======== EXTRACT PROVIDED

Introduction to 'The Red Heart'
MARILYN FRENCH
Rosie Scott is prolific and versatile..She has published a volume of poetry (Flesh and Blood, 1984), one of short stories (Queen of Love,1989) and five novels – the wonderful Glory Days (1988) and Nights with Grace (1990), the political novel Feral City (1992), Lives on Fire (1993), and Movie Dreams (1995), which expand her perspective. These novels vary greatly in subject matter and tone. A woman with many strings to her bow, she has now published a collection of essays, The Red Heart. Most of them are commissioned pieces written to be delivered as speeches at literary events, or for inclusion in anthologies. They have the refreshing directness and the palpable humanity found in works intended to be read aloud, containing nothing at all of the pedantic -although Scott’s wide reading is apparent.
Most of these essays concern three subjects – politics, religion and sex-that have been taboo in polite society for at least a hundred and fifty years. But Scott was born in 1948, and became adult after the rebellions of the late fifties and sixties. So her treatment of these taboo subjects lacks the defiant tone, the anger characteristic of those who break taboos.She writes easily , if with passion, about subjects close to her heart and mind. One pleasure of this book is Rosie Scott’s genial disposition.
Critics almost never recognise a political novel by a woman. They think only men write them despite the examples of Doris Lessing, Luisa Valenzuela, and others. Scott’s politics are grounded not in a party line, but in a humanist perspective. Her main concern is probably ecology -the drive to end the pollution of the globe. But also important to her are the function of education and literature in the formation of human character , the necessity of opposing bad laws and bribed leaders, and making oneself heard in an age of anonymity. Her attitudes are like those of a larger group of people , a loose movement whose members oppose the new global economics -precisely or vaguely. Although adherents of the new global economics use language to conceal their true purposes, they aim to create fascist corporate totalitarianism. This morality with its limited values -money and power- does not hesitate to snuff out dissent or destroy the poor, worldwide. Scott’s voice is a strong counterforce.

================

WRITTEN PROBLEM
Transcribe the passage of the introduction to The Red Heart, starting at "Introduction to 'The" and ending at "reading is apparent.".

======== RECORDS

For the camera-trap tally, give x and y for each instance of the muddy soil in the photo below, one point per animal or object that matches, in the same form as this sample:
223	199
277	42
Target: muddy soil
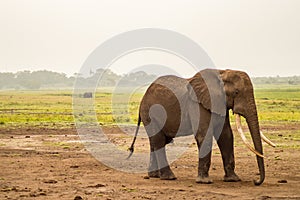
44	163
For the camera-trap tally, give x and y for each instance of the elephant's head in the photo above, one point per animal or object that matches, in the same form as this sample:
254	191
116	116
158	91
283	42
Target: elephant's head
218	90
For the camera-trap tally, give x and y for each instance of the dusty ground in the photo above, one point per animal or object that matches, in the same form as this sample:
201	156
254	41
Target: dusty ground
45	163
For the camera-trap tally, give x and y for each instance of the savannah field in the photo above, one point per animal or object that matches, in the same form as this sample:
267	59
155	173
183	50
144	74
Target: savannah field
41	156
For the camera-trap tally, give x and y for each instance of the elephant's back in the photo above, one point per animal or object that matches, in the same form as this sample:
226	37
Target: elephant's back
166	91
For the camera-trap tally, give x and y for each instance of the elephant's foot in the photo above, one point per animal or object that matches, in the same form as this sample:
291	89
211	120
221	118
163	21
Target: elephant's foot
232	178
167	174
154	174
204	180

================

THE ANSWER
Introduction to 'The Red Heart'
MARILYN FRENCH
Rosie Scott is prolific and versatile..She has published a volume of poetry (Flesh and Blood, 1984), one of short stories (Queen of Love,1989) and five novels – the wonderful Glory Days (1988) and Nights with Grace (1990), the political novel Feral City (1992), Lives on Fire (1993), and Movie Dreams (1995), which expand her perspective. These novels vary greatly in subject matter and tone. A woman with many strings to her bow, she has now published a collection of essays, The Red Heart. Most of them are commissioned pieces written to be delivered as speeches at literary events, or for inclusion in anthologies. They have the refreshing directness and the palpable humanity found in works intended to be read aloud, containing nothing at all of the pedantic -although Scott’s wide reading is apparent.